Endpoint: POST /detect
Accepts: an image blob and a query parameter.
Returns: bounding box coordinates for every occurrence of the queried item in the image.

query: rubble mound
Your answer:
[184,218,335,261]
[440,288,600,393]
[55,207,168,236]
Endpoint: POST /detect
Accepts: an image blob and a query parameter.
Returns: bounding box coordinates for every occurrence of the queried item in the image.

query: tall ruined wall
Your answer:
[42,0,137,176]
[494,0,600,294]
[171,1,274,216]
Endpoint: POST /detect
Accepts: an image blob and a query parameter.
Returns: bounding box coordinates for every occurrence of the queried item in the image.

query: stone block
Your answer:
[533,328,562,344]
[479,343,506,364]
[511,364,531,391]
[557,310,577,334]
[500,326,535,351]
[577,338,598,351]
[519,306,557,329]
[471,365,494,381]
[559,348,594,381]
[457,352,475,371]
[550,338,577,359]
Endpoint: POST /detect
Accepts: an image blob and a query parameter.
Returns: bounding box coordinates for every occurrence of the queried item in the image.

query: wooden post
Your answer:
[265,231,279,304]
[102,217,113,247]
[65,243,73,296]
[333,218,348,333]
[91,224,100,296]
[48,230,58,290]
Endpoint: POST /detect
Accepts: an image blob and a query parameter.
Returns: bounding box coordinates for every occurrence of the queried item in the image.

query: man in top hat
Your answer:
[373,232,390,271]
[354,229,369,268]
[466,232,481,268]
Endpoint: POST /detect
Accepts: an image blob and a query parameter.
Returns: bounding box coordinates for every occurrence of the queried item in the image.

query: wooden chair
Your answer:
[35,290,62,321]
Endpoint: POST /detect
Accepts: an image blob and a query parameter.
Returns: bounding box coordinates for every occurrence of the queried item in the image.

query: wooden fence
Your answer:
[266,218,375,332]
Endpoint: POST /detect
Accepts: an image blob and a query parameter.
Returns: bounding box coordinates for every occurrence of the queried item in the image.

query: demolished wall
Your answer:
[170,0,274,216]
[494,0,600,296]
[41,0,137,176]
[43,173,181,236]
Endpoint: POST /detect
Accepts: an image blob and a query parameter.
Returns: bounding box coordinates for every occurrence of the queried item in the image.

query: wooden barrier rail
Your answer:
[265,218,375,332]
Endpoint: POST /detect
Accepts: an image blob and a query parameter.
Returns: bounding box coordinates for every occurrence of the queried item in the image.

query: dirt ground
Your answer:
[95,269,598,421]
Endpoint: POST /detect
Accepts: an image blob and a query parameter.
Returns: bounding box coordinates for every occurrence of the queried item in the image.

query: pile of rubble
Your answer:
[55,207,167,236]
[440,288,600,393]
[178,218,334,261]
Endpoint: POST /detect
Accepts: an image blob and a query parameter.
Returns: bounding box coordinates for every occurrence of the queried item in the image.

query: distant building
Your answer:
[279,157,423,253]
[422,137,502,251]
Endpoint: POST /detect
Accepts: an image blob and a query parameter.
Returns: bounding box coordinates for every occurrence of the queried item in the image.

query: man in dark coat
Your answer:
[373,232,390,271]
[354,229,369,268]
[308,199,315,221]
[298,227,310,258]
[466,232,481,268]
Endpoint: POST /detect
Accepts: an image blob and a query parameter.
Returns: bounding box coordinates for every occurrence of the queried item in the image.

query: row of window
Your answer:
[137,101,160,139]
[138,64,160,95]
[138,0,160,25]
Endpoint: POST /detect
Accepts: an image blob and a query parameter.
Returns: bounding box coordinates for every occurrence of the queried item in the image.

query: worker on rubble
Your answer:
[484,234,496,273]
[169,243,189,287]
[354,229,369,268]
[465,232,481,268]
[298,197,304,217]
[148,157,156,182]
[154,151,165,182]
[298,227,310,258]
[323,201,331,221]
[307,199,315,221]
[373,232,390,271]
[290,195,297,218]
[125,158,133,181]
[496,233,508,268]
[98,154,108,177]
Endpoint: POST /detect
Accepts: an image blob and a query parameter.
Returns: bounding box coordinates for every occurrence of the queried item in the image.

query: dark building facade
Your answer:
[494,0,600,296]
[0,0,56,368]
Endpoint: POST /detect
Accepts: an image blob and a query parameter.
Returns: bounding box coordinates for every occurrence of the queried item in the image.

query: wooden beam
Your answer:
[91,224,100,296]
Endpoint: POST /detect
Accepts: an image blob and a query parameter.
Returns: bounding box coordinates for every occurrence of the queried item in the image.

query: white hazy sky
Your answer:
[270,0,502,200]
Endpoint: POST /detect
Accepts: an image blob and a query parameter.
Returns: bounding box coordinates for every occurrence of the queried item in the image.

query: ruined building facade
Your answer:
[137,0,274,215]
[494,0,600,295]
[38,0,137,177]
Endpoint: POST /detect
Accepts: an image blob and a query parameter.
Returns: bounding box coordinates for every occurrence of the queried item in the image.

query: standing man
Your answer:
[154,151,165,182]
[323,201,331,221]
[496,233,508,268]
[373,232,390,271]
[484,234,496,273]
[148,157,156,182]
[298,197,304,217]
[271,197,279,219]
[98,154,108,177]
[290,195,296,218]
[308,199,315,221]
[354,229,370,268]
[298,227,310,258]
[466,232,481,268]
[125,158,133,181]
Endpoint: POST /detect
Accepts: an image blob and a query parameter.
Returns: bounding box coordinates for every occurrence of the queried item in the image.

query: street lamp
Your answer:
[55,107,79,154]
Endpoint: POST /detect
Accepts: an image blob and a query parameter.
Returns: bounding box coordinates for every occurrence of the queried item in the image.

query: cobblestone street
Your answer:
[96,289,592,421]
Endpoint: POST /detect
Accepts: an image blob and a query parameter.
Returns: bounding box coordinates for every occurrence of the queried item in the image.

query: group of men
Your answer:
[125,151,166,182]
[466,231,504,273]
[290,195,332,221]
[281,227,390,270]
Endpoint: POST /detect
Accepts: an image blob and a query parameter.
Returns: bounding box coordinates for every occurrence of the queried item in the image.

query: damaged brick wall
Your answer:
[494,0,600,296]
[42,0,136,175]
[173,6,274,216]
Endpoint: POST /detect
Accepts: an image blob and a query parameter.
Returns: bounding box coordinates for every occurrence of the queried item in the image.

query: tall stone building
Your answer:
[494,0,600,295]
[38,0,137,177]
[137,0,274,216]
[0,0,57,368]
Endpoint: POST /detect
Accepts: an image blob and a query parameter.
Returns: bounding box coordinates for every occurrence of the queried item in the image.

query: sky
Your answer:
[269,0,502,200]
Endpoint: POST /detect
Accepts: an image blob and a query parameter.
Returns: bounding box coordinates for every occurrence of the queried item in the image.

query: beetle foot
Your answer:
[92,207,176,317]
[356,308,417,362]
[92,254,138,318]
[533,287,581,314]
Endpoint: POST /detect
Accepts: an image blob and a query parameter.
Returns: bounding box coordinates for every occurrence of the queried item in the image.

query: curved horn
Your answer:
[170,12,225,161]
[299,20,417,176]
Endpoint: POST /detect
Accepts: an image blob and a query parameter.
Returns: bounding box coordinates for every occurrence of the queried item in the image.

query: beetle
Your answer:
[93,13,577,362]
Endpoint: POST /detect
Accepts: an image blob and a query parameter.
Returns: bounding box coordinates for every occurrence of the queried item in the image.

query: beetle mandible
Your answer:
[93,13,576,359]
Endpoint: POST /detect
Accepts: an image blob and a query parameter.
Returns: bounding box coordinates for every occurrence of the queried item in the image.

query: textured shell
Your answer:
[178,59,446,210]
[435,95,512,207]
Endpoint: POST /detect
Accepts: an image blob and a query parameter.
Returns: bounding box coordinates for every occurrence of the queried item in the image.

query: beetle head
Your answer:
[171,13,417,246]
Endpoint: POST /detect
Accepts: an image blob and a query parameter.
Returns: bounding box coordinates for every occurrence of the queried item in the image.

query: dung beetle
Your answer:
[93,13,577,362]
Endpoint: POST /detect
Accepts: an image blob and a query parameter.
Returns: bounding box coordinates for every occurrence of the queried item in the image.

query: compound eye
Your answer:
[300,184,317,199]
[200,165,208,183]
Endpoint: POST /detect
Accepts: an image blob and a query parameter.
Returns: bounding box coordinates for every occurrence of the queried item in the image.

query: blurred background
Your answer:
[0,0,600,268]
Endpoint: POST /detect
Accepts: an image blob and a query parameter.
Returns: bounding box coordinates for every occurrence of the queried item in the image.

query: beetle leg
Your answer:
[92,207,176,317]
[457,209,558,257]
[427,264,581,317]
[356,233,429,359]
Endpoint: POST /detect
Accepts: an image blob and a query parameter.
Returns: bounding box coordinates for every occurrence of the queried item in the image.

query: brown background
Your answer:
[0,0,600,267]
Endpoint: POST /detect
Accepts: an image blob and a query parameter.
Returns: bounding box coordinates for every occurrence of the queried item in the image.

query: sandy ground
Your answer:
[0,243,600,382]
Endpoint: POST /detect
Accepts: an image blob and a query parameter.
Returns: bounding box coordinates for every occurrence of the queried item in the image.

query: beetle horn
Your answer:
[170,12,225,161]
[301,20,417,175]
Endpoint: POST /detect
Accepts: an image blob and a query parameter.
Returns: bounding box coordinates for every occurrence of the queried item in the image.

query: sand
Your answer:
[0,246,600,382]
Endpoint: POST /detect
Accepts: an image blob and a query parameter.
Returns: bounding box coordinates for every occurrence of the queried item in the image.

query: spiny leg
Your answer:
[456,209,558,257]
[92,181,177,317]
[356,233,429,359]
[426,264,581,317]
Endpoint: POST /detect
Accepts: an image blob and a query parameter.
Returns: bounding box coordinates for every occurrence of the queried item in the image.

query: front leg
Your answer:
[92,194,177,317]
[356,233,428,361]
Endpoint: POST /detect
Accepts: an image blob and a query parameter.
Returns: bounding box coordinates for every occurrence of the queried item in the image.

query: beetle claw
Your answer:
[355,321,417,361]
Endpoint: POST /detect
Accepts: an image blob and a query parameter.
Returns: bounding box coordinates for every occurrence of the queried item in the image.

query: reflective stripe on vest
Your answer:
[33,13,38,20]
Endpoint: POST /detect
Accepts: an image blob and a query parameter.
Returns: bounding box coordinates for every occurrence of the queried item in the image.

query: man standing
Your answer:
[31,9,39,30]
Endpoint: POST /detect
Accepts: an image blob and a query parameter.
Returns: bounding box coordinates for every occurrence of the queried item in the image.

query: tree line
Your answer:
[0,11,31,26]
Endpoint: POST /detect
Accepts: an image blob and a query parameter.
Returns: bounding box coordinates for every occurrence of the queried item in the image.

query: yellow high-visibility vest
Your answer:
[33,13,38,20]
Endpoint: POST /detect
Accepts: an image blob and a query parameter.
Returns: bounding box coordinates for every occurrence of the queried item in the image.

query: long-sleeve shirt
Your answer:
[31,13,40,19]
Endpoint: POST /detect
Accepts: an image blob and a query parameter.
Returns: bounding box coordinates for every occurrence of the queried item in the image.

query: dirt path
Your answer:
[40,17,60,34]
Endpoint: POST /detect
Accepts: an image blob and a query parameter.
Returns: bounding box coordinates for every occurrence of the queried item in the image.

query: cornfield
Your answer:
+ + + +
• _What this task involves_
Rewrite the listing from its start through the line containing "[171,1,274,216]", changing "rubble mound" to "debris pile" and leaving everything else as it is.

• _Problem solution_
Endpoint: POST /detect
Accepts: an image blob and a query parameter.
Returns: bounding box coordinates for every occurrence of the queried item in the image.

query: debris pile
Your answer:
[184,218,335,261]
[440,288,600,393]
[55,207,168,236]
Endpoint: POST /detect
Accepts: an image blob and a query parameter.
Returns: bounding box coordinates for every occurrence of the queried item in the image.

query: tall ruined wall
Your answer:
[42,0,137,176]
[494,0,600,294]
[171,1,274,216]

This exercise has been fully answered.